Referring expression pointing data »
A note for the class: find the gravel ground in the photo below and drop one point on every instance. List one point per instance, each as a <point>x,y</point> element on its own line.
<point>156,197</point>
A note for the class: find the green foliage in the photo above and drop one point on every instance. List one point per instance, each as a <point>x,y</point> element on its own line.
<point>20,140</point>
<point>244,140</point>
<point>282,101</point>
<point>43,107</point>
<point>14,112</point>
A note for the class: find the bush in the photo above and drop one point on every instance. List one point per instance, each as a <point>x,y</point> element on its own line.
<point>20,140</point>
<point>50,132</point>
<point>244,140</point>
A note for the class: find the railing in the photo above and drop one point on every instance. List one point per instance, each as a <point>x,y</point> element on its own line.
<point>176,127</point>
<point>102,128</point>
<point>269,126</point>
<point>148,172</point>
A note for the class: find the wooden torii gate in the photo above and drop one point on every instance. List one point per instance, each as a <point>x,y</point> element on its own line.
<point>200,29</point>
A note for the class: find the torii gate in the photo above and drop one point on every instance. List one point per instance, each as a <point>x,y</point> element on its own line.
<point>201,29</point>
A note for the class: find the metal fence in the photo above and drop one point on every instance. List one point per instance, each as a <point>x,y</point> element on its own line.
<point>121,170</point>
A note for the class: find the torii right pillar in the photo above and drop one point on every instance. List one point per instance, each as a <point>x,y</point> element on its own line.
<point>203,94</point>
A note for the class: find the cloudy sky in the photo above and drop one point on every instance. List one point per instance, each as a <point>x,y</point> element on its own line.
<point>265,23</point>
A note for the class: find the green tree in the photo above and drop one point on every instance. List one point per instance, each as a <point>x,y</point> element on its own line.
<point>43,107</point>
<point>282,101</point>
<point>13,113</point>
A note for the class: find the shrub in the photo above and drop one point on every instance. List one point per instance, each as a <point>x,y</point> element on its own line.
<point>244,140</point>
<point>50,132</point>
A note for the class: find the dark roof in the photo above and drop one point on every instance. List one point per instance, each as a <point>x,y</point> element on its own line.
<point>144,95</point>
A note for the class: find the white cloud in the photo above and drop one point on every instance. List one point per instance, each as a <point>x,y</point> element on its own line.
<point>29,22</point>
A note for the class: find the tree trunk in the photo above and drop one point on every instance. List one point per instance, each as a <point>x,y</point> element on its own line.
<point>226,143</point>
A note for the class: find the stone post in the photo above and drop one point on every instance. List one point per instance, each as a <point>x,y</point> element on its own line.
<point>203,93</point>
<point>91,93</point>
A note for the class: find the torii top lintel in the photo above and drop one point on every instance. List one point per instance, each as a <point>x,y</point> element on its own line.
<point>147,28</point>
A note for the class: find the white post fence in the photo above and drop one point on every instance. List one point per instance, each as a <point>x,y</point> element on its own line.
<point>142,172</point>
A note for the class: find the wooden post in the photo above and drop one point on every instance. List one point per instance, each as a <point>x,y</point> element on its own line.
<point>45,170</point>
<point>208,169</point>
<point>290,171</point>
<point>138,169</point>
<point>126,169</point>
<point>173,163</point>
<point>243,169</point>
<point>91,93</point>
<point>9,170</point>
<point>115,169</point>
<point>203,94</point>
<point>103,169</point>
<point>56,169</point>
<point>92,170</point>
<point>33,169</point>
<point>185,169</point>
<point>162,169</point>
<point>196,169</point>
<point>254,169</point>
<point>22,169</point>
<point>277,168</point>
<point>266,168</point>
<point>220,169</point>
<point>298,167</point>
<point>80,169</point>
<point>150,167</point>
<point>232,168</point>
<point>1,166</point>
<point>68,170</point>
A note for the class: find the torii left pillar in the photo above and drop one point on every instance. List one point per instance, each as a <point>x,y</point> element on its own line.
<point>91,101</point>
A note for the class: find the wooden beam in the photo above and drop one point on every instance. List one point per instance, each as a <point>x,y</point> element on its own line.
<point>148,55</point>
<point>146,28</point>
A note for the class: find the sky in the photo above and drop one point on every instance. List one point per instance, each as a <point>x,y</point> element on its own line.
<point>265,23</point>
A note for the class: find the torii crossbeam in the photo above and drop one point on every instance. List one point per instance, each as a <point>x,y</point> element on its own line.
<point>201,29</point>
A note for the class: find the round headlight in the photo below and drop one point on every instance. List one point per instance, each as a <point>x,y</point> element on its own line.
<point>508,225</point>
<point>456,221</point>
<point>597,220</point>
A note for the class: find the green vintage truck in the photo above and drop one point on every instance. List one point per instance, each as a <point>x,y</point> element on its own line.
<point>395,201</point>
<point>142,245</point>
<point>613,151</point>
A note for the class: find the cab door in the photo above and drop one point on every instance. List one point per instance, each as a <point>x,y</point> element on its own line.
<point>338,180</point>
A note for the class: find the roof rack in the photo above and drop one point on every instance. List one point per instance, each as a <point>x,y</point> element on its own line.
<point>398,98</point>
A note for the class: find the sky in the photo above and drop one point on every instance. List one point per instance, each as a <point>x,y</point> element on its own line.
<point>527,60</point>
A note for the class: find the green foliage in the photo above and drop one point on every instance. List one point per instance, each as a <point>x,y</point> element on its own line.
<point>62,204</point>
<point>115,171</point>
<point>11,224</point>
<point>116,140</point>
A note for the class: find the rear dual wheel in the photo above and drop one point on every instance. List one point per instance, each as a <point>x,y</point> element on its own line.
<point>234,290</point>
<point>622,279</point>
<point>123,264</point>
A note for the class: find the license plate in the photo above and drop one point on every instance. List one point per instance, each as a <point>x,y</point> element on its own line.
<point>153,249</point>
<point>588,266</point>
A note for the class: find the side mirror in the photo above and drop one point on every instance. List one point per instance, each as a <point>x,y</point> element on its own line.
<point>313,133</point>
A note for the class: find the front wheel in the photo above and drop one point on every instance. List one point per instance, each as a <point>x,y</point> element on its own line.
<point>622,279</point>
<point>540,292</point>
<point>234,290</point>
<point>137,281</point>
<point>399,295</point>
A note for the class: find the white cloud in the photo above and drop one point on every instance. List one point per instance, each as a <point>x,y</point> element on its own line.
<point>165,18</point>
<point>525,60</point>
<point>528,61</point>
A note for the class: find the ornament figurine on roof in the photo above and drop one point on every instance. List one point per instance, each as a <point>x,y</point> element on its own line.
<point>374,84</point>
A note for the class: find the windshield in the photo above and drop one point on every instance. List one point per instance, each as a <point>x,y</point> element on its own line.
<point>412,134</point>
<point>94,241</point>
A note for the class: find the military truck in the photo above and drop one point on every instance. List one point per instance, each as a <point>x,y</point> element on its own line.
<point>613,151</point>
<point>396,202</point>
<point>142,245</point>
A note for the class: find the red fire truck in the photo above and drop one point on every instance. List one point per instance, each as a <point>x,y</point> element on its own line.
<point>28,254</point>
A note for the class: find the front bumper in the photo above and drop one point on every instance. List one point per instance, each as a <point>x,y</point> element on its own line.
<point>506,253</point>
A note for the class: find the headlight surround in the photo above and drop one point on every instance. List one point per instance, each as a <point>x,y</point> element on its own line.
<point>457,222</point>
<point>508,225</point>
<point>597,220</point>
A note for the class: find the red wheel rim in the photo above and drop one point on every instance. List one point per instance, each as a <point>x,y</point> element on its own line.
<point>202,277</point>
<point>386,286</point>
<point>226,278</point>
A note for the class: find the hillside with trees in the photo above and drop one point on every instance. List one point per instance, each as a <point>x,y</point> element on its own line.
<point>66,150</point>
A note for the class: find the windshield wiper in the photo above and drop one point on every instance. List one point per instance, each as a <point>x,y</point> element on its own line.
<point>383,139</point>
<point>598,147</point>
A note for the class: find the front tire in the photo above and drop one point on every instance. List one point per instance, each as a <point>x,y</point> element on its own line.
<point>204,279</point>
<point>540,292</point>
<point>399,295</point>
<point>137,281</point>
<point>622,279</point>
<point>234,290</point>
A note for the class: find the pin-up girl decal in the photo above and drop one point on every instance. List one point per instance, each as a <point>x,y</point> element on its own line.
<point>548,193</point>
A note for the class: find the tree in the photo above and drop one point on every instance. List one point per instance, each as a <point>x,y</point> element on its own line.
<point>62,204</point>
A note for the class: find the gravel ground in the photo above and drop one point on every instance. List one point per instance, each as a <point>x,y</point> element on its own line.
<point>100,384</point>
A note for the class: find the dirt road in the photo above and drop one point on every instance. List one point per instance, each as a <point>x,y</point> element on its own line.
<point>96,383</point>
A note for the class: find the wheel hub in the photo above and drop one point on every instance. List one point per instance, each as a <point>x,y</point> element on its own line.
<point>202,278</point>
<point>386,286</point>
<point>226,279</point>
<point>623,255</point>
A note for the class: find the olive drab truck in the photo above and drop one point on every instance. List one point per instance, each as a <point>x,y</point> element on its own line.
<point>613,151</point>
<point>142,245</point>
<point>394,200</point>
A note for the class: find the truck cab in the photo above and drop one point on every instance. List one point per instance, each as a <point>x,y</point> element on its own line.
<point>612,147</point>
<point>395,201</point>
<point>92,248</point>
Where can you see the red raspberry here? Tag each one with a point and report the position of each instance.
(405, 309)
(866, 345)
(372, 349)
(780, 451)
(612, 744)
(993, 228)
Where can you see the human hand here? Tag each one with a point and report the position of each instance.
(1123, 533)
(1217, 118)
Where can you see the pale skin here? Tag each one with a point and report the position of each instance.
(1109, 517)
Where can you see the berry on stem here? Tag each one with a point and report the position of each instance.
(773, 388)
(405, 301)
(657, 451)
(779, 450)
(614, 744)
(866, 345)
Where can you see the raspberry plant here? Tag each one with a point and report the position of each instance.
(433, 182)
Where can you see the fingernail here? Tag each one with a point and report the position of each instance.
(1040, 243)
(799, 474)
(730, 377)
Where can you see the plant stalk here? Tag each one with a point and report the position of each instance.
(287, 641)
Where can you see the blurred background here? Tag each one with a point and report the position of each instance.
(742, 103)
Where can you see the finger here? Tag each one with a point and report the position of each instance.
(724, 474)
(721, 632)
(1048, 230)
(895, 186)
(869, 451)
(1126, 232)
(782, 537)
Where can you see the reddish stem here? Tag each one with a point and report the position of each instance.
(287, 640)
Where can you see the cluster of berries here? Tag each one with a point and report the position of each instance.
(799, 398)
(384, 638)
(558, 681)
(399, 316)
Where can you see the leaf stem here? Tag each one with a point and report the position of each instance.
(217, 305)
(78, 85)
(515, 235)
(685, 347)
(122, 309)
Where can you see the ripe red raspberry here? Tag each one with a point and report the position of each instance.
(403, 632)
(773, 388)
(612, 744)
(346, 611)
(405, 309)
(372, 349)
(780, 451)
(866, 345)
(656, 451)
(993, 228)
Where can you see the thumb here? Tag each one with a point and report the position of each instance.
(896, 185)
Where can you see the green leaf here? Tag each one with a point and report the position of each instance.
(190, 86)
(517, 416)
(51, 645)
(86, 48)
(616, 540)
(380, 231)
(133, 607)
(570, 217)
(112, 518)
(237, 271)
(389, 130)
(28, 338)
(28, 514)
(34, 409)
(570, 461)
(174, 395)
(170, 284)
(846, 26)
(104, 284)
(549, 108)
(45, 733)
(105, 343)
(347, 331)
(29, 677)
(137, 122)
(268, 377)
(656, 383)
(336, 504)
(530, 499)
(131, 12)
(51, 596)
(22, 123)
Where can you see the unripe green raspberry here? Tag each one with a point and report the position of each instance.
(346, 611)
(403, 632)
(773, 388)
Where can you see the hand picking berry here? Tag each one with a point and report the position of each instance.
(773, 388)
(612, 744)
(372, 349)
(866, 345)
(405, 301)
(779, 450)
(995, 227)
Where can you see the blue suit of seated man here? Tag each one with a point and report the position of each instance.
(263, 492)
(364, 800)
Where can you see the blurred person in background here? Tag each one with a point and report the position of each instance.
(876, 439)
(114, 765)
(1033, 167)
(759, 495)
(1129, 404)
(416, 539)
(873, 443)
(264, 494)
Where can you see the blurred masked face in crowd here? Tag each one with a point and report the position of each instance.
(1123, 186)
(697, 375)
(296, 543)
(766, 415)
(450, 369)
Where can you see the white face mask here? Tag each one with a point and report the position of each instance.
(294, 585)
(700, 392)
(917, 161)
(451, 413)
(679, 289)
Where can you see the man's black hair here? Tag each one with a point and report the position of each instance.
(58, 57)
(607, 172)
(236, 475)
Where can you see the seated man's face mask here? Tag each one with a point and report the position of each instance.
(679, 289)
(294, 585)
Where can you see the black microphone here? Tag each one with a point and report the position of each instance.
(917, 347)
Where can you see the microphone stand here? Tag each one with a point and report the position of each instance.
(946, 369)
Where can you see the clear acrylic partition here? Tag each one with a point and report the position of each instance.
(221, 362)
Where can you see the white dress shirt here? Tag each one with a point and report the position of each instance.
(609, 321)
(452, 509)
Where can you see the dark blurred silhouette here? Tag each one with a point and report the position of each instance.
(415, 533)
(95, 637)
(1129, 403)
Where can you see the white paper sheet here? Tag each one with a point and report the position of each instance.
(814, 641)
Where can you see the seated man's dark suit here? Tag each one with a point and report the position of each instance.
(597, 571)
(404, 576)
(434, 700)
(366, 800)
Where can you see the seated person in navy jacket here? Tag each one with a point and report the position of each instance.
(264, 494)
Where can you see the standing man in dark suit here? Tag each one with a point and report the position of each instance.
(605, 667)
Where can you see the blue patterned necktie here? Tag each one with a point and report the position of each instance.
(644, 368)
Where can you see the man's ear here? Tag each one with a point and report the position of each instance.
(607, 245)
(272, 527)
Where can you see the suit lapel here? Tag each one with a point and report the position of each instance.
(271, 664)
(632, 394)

TASK PROMPT » The line containing "Where can you see the seated person" opens the range, and the last line of the entries closes it; copy that range exactly.

RESULT FOR THIS TASK »
Where can you see the seated person in navy jacket here? Tag each one with a point and report the position of each instance.
(264, 494)
Where can you see the standing man in dark suit here? Tag each one with a point and report the position of each instance.
(605, 667)
Where can you see the blue patterned necktie here? Tag each one with a point and report the position of each instance.
(644, 368)
Where can you see the man's ear here? Tag each one with a point and report the position of each instance.
(607, 245)
(272, 527)
Where can you see the suit lapel here? Tag each one with a point and report the position of each instance.
(271, 664)
(632, 394)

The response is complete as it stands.